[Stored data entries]

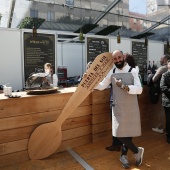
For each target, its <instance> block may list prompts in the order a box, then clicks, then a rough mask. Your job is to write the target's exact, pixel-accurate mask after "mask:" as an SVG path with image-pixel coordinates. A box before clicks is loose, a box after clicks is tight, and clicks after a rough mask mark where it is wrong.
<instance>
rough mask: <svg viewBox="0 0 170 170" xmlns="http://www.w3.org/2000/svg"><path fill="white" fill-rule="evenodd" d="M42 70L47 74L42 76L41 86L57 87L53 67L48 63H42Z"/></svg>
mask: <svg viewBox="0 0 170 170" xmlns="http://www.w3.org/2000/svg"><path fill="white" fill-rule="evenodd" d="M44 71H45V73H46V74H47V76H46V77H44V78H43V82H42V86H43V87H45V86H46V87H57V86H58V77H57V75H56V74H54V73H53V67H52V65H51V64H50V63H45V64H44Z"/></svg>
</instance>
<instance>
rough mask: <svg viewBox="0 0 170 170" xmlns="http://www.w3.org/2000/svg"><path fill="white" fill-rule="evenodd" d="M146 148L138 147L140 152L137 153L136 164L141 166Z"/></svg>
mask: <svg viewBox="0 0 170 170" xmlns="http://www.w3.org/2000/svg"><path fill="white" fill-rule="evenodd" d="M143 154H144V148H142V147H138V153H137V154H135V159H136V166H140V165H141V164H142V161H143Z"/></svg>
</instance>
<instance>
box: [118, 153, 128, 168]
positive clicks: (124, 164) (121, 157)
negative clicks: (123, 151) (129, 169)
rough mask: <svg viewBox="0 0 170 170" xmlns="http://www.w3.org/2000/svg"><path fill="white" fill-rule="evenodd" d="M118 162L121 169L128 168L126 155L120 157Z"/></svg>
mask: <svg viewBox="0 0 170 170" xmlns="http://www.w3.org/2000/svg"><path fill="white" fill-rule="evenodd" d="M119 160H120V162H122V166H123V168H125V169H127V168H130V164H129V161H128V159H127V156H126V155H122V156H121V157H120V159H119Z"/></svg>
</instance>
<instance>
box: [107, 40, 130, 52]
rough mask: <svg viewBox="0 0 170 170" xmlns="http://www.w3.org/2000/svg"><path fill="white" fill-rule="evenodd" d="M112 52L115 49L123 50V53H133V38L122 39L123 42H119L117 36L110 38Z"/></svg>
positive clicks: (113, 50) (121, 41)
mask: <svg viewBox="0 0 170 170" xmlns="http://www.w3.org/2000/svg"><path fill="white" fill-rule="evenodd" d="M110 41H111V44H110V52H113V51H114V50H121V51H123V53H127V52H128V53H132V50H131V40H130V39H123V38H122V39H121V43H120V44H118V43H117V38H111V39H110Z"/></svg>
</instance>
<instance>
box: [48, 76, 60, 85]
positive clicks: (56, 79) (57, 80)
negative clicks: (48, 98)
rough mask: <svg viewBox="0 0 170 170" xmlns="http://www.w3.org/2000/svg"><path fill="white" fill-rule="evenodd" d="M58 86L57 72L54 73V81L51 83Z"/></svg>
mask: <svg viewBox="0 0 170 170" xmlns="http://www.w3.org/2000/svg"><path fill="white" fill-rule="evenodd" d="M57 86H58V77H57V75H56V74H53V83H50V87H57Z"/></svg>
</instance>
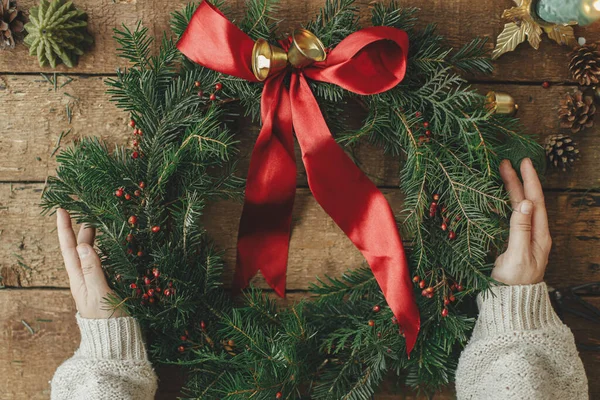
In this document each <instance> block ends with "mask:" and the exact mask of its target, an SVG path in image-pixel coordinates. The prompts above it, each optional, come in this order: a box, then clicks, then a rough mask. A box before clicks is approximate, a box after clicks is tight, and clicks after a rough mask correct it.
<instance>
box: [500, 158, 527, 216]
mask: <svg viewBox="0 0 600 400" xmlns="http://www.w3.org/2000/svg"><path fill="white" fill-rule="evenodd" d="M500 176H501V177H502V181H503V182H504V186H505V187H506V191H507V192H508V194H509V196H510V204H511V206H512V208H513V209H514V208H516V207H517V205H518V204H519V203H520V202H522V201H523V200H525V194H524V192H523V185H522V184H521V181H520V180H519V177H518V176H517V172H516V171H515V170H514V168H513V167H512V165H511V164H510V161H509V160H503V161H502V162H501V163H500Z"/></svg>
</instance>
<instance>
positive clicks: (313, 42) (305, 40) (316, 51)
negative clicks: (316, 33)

WORK ORDER: Could you please repeat the entries above exactly, with every picture left out?

REPLY:
For each target, its <instance> block may list prompts in the order a box, then clicks, then a rough mask. Your job is to write the target's exact, pixel-accurate mask after "mask:" as an SVG path with image-pixel coordinates. A box before clicks is loose, a box after clicks is tight, and clicks after a rough mask mark where it is wrong.
<instance>
rough mask: <svg viewBox="0 0 170 170" xmlns="http://www.w3.org/2000/svg"><path fill="white" fill-rule="evenodd" d="M42 70L47 74L42 76L41 86L57 87L53 67L48 63H42Z"/></svg>
mask: <svg viewBox="0 0 170 170" xmlns="http://www.w3.org/2000/svg"><path fill="white" fill-rule="evenodd" d="M44 71H45V73H46V74H47V76H46V77H44V78H43V82H42V86H43V87H45V86H46V87H57V86H58V77H57V75H56V74H54V73H53V67H52V65H51V64H50V63H45V64H44Z"/></svg>
</instance>
<instance>
rough mask: <svg viewBox="0 0 170 170" xmlns="http://www.w3.org/2000/svg"><path fill="white" fill-rule="evenodd" d="M146 148L138 147L140 152L137 153L136 164L141 166Z"/></svg>
mask: <svg viewBox="0 0 170 170" xmlns="http://www.w3.org/2000/svg"><path fill="white" fill-rule="evenodd" d="M143 154H144V148H142V147H138V153H137V154H135V159H136V166H140V165H141V164H142V161H143Z"/></svg>
</instance>
<instance>
box: [118, 153, 128, 168]
positive clicks: (124, 164) (121, 157)
negative clicks: (123, 151) (129, 169)
rough mask: <svg viewBox="0 0 170 170" xmlns="http://www.w3.org/2000/svg"><path fill="white" fill-rule="evenodd" d="M118 162L121 169L128 168L126 155L120 157Z"/></svg>
mask: <svg viewBox="0 0 170 170" xmlns="http://www.w3.org/2000/svg"><path fill="white" fill-rule="evenodd" d="M119 160H120V162H122V166H123V168H125V169H127V168H130V164H129V161H128V159H127V156H126V155H122V156H121V157H120V159H119Z"/></svg>
</instance>
<instance>
box: [107, 40, 130, 52]
rough mask: <svg viewBox="0 0 170 170" xmlns="http://www.w3.org/2000/svg"><path fill="white" fill-rule="evenodd" d="M112 52L115 49L123 50V53H133V38L122 39L123 42H119L117 36L110 38Z"/></svg>
positive clicks: (113, 50) (121, 41)
mask: <svg viewBox="0 0 170 170" xmlns="http://www.w3.org/2000/svg"><path fill="white" fill-rule="evenodd" d="M110 41H111V44H110V52H113V51H114V50H121V51H123V53H127V52H128V53H132V50H131V40H130V39H123V38H122V39H121V43H120V44H118V43H117V38H111V39H110Z"/></svg>
</instance>
<instance>
box: [48, 76, 60, 85]
positive clicks: (56, 79) (57, 80)
negative clicks: (48, 98)
rough mask: <svg viewBox="0 0 170 170" xmlns="http://www.w3.org/2000/svg"><path fill="white" fill-rule="evenodd" d="M58 86L57 72L54 73V81L51 83Z"/></svg>
mask: <svg viewBox="0 0 170 170" xmlns="http://www.w3.org/2000/svg"><path fill="white" fill-rule="evenodd" d="M57 86H58V77H57V75H56V74H53V83H50V87H57Z"/></svg>
</instance>
In this document each <instance> block ends with "mask:" and the exact mask of its target, an SVG path in image-pixel coordinates. The prompts above it, each optional, come in this order: a box, then clicks, then a rough mask. A box before clicks is approximate, a box after clicks is tight, and clicks after a rough mask correct it.
<instance>
box: [500, 158, 527, 216]
mask: <svg viewBox="0 0 600 400" xmlns="http://www.w3.org/2000/svg"><path fill="white" fill-rule="evenodd" d="M500 176H501V177H502V181H503V182H504V186H505V187H506V191H507V192H508V194H509V196H510V204H511V206H512V208H513V209H514V208H516V207H517V205H518V204H519V203H520V202H522V201H523V200H525V194H524V192H523V185H522V184H521V181H520V180H519V177H518V176H517V172H516V171H515V170H514V168H513V167H512V165H511V164H510V161H509V160H503V161H502V162H501V163H500Z"/></svg>
</instance>
<instance>
positive clicks: (313, 42) (305, 40) (316, 51)
negative clicks: (316, 33)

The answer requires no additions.